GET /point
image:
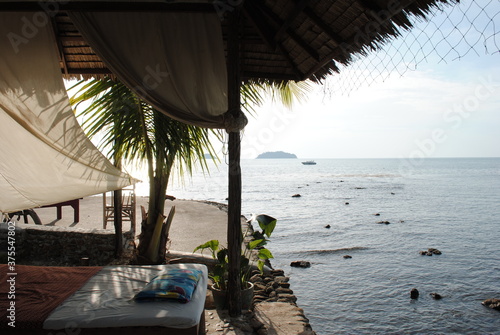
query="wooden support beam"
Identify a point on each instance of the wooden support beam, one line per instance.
(234, 178)
(299, 7)
(59, 46)
(323, 26)
(291, 33)
(105, 6)
(268, 34)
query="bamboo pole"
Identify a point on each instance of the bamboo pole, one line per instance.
(234, 178)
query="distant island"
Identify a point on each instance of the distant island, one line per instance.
(276, 154)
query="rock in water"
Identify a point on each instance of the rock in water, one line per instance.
(436, 296)
(300, 264)
(414, 293)
(492, 303)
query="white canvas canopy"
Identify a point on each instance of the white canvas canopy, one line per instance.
(45, 157)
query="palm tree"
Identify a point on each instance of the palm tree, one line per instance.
(134, 130)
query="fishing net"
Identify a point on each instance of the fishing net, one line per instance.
(453, 32)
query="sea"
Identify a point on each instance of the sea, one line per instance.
(381, 213)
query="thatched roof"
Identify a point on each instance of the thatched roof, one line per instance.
(283, 39)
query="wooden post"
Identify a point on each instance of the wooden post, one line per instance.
(234, 205)
(117, 204)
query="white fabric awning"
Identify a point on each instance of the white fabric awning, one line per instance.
(173, 61)
(45, 157)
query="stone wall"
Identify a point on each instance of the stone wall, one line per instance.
(50, 245)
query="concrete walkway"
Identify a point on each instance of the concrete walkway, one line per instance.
(194, 223)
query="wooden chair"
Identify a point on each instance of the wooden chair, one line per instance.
(128, 207)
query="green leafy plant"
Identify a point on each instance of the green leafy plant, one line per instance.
(254, 250)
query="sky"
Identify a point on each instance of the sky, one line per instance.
(443, 107)
(442, 101)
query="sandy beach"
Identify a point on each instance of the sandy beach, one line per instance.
(194, 223)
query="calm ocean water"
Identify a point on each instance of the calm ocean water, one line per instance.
(449, 204)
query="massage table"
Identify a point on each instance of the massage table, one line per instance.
(96, 300)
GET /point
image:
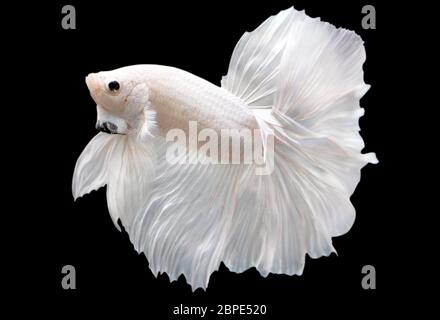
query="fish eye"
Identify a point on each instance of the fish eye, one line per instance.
(113, 86)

# Task description
When you return the listing, keep it exact and omit any pictures it holds.

# Result
GET /point
image:
query="wooden support beam"
Identify a point on each instance of the wooden support beam, one line per instance.
(234, 178)
(299, 7)
(59, 46)
(323, 26)
(291, 33)
(105, 6)
(268, 34)
query="bamboo pole"
Identify a point on each instance of the bamboo pole, one line per instance.
(234, 178)
query="distant island"
Identify a point on each instance of the distant island, one line per instance.
(276, 154)
query="rock in water"
Identify a point on each instance of the rock in water, one line per instance.
(436, 296)
(300, 264)
(414, 293)
(492, 303)
query="white canvas canopy"
Identify a point on each instance of the white canvas canopy, one line per instance.
(45, 157)
query="palm tree"
Identify a point on each instance of the palm tree, one line per instance.
(134, 130)
query="fishing net"
Identify a point on each instance of the fishing net, one line per instance.
(453, 32)
query="sea"
Identify a point on each instance of the sea, one line per instance.
(381, 213)
query="thatched roof"
Identify a point on each instance of the thatched roof, one line per instance.
(283, 39)
query="wooden post"
Identify a point on each instance of the wooden post, one line per instance.
(234, 205)
(117, 204)
query="white fabric awning"
Identify a point on each instance of the white fabric awning, one line per instance.
(173, 61)
(45, 157)
query="stone wall"
Identify a point on each instance of the stone wall, one line per instance.
(50, 245)
query="concrete walkway"
Identify a point on each instance of the concrete walkway, one line per instance.
(194, 223)
query="wooden chair"
Identify a point on each instance of the wooden chair, one line per instance.
(128, 207)
query="green leafy plant"
Identify a point on each instance of the green leafy plant, one line per instance.
(254, 250)
query="sky"
Identify a point on each instance of the sky, one line per instance.
(443, 107)
(442, 101)
query="sandy beach"
Identify a point on each instance of the sandy beach, one line per instance.
(194, 223)
query="calm ocean water"
Identify a point on each instance of the calm ocean water, one line per instance.
(449, 204)
query="massage table"
Identify a point on each instance of the massage table, one line per instance.
(96, 300)
GET /point
image:
query="fish eye"
Identify a point on each instance of the fish eye, one line per instance.
(113, 86)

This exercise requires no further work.